> [Request]: Below are some records; retype all of them exactly.
##########
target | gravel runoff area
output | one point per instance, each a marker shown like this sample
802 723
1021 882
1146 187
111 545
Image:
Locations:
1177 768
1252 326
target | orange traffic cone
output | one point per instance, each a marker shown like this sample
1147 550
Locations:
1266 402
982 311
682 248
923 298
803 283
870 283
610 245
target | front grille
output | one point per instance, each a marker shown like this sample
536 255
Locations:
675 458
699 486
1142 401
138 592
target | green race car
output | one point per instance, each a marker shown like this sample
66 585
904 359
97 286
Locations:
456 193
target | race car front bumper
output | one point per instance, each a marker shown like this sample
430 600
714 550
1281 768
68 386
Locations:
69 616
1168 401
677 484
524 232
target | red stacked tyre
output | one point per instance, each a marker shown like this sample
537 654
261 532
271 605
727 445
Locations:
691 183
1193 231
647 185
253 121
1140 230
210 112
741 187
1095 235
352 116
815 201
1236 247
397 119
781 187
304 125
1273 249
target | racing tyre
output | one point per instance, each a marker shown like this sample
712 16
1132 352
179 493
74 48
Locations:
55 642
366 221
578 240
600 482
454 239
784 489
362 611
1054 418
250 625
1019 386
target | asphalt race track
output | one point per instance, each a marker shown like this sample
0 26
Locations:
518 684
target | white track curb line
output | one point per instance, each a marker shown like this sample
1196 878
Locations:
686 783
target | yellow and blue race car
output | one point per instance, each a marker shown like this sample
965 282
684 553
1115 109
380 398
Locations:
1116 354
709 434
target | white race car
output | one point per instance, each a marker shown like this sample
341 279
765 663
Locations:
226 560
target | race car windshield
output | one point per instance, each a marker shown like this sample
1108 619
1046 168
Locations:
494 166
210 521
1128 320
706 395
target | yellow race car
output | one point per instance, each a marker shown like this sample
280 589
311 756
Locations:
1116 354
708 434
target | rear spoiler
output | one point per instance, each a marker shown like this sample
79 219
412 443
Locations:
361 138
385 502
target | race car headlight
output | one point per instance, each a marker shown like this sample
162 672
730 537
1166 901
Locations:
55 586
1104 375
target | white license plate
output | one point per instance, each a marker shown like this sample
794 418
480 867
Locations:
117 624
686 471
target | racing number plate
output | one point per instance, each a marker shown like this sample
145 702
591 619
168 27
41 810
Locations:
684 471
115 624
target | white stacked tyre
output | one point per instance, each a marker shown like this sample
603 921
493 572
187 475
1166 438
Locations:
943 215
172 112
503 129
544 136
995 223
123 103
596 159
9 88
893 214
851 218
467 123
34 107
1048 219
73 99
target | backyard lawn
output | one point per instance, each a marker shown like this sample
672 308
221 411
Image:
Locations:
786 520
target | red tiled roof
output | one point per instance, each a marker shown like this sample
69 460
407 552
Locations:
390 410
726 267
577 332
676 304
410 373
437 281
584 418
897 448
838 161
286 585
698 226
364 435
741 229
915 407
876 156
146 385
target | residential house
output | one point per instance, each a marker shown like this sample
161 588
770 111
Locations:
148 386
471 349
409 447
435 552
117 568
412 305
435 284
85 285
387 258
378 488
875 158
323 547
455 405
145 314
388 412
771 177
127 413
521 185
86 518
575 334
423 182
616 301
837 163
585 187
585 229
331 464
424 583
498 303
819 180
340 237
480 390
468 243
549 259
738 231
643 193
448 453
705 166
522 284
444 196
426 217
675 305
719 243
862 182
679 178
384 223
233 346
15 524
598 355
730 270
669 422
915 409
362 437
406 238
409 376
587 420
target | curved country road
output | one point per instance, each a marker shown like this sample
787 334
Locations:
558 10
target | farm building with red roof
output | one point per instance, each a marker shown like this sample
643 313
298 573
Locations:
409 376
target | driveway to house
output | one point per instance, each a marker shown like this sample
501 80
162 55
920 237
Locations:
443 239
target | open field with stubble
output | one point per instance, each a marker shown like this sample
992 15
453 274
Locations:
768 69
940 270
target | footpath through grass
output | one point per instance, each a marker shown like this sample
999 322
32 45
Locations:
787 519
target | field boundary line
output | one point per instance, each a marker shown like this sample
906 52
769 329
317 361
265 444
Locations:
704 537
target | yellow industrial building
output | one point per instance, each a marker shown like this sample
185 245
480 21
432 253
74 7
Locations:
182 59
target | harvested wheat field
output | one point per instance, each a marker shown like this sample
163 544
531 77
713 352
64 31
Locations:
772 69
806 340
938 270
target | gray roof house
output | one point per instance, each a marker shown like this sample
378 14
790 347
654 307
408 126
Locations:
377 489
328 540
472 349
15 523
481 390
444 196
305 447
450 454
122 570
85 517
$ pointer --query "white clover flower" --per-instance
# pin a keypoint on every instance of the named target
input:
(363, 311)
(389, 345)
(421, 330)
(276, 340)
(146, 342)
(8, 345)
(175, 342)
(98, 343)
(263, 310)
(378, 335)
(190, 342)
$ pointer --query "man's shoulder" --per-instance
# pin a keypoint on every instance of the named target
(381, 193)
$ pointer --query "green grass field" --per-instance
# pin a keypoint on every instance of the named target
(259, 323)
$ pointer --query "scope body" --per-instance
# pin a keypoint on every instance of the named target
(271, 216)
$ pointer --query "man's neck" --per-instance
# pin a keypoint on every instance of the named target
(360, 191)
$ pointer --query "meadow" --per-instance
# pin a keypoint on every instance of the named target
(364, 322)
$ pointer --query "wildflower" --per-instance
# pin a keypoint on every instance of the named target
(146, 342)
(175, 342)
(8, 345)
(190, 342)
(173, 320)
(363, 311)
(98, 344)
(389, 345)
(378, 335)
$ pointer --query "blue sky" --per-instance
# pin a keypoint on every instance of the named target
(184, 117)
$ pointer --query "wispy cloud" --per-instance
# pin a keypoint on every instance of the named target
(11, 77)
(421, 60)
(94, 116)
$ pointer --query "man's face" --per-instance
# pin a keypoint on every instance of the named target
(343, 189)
##########
> [Exercise solution]:
target | gravel runoff area
output | one point per instance, each a marker shown like this sample
802 723
1021 882
1146 187
111 545
Image:
Locations:
1177 768
1252 326
target | orange traffic cone
output | one point per instance, each a marker shown like this sample
1147 550
Locations:
1266 402
982 311
682 248
923 298
803 283
870 283
610 245
target | front grille
output | one point per instance, each a marker shown like this sample
536 255
Locations:
675 458
699 486
1142 401
138 592
target | green race car
output | one point per instance, each a marker shown like this sample
66 585
904 359
97 286
Locations:
456 193
target | race car front bumper
output | one point per instance, each a marker shown like this sample
430 600
714 550
1281 768
68 386
Locations:
69 616
1168 401
677 484
524 232
target | red stacked tyre
output | one point per instance, each a marker shown like this sample
537 654
261 532
271 605
727 445
Locations:
691 183
1193 231
647 185
253 121
1140 230
210 112
741 187
1095 235
352 116
815 201
1236 247
397 119
781 187
304 125
1273 249
target | racing tyre
output | one point per instance, each a marker shown like this sample
712 16
1132 352
179 493
74 48
Locations:
55 642
366 221
578 240
600 482
454 239
784 489
362 611
1054 418
250 625
1019 386
target | asphalt race track
output | one point per instance, each a marker shown like this sample
0 26
Locations:
518 684
target | white track curb line
output | one point per instance, each a marker shown like this sample
1196 878
Locations:
686 783
target | yellow and blue race car
output | one point per instance, each a marker shown like this sample
965 282
684 553
1115 109
380 398
Locations:
1116 354
709 434
target | white race car
output | one point per instance, each a marker shown like this sample
341 279
765 663
Locations:
226 560
target | race car windshield
output | one point per instance, each a marker shown like this sample
1108 619
1046 168
Locations:
494 166
210 521
1128 320
706 395
target | yellow race car
output | one point per instance, each a marker shown like this sample
280 589
311 756
Locations:
1116 354
708 434
target | rear spoiler
output | one point per instance, each a marker shown like this sample
79 219
412 443
Locations:
361 138
385 502
target | race car headlight
output | one point per instance, each a marker shown like this sample
162 672
730 537
1166 901
Locations:
55 586
1104 375
target | white license plate
output | one point per instance, each a marker shown like this sample
794 418
480 867
Locations:
117 624
686 471
target | racing number plate
output | one point per instance, each a marker shown like this sample
145 702
591 619
168 27
41 810
Locations:
684 471
115 624
target | white stacked tyre
output | one point per instance, each a marker shown like this sample
603 921
493 572
187 475
1166 438
Locations:
943 215
172 112
503 129
544 136
995 223
123 103
596 159
9 88
893 214
851 218
467 123
34 107
1048 219
73 99
target | backyard lawn
output | one point per instance, each a marker shown like this sample
672 308
221 411
Image:
Locations:
786 520
target | red tiled roof
output | one point per instance, each a marker shown like this sample
69 460
407 552
Locations:
390 410
726 267
577 332
676 304
410 373
437 281
584 418
897 448
838 161
286 585
698 226
364 435
741 229
915 407
876 156
146 385
target | residential house
output | one point per instance, each a marker shown like this sample
161 588
770 111
Locations:
148 386
471 349
409 447
435 552
117 568
412 305
435 284
85 285
387 258
378 488
875 158
323 547
455 405
145 314
388 412
771 177
127 413
521 185
86 518
575 334
423 182
616 301
837 163
585 187
585 229
331 464
424 583
498 303
819 180
340 237
480 390
468 243
549 259
738 231
643 193
448 453
705 166
522 284
444 196
426 217
675 305
719 243
862 182
679 178
384 223
233 346
15 524
598 355
730 270
669 422
915 409
362 437
406 238
409 376
587 420
target | curved country road
output | one point per instance, each a marker shown like this sample
787 334
Locations:
558 10
target | farm building with red roof
output | one point per instance, each a marker shown like this sample
643 313
298 573
Locations:
409 376
target | driveway to house
output | one point per instance, each a marker shown like this sample
501 80
162 55
920 237
Locations:
443 239
target | open field with stubble
output | one point per instance, each a marker shown like this sample
992 15
453 274
Locations:
768 69
940 270
target | footpath through grass
output | one point per instance, each a marker shown like this sample
999 322
32 45
Locations:
787 519
target | field boundary line
output | one point per instance, each a marker shown like this sample
906 52
769 329
317 361
265 444
Locations:
704 537
target | yellow industrial building
output | one point per instance, each a marker shown like this sample
185 245
480 21
432 253
74 7
Locations:
182 59
target | harvested wheat field
output | one point per instance, each a marker shown like this sample
163 544
531 77
713 352
64 31
Locations:
772 69
806 340
938 270
target | gray roof house
output | one point per instance, each a marker shown like this sample
378 14
790 347
654 307
408 126
Locations:
377 489
328 540
472 349
15 523
481 390
444 196
305 447
450 454
122 570
85 517
$ pointer --query "white clover flower" --per-instance
# pin a keypoint on every instance of the named target
input:
(363, 311)
(389, 345)
(421, 330)
(276, 340)
(146, 342)
(8, 345)
(175, 342)
(98, 343)
(263, 310)
(378, 335)
(190, 342)
$ pointer --query "man's shoulder" --per-instance
# pin a keypoint on every instance of the named target
(381, 193)
$ pointer --query "green grass field" --per-instance
# pin a keypoint on every instance of the named target
(259, 323)
$ pointer --query "scope body" --per-instance
# pin a keypoint on every instance of the named target
(271, 216)
$ pointer --query "man's neck" --per-instance
# pin a keypoint on every instance of the named target
(360, 191)
$ pointer --query "meadow" --per-instance
# pin a keypoint on every instance of the named target
(364, 322)
$ pointer --query "wildflower" --per-instance
# pin a keypoint on every instance of the named target
(146, 342)
(175, 342)
(8, 345)
(190, 342)
(173, 320)
(363, 311)
(98, 344)
(389, 345)
(378, 335)
$ pointer --query "blue sky" --per-instance
# pin a keypoint on every instance of the named target
(184, 117)
$ pointer --query "wispy cloud" --per-instance
# pin a keypoint on every instance of the named target
(11, 77)
(421, 60)
(94, 116)
$ pointer --query "man's face" --per-instance
# pin a keypoint on every instance of the named target
(343, 189)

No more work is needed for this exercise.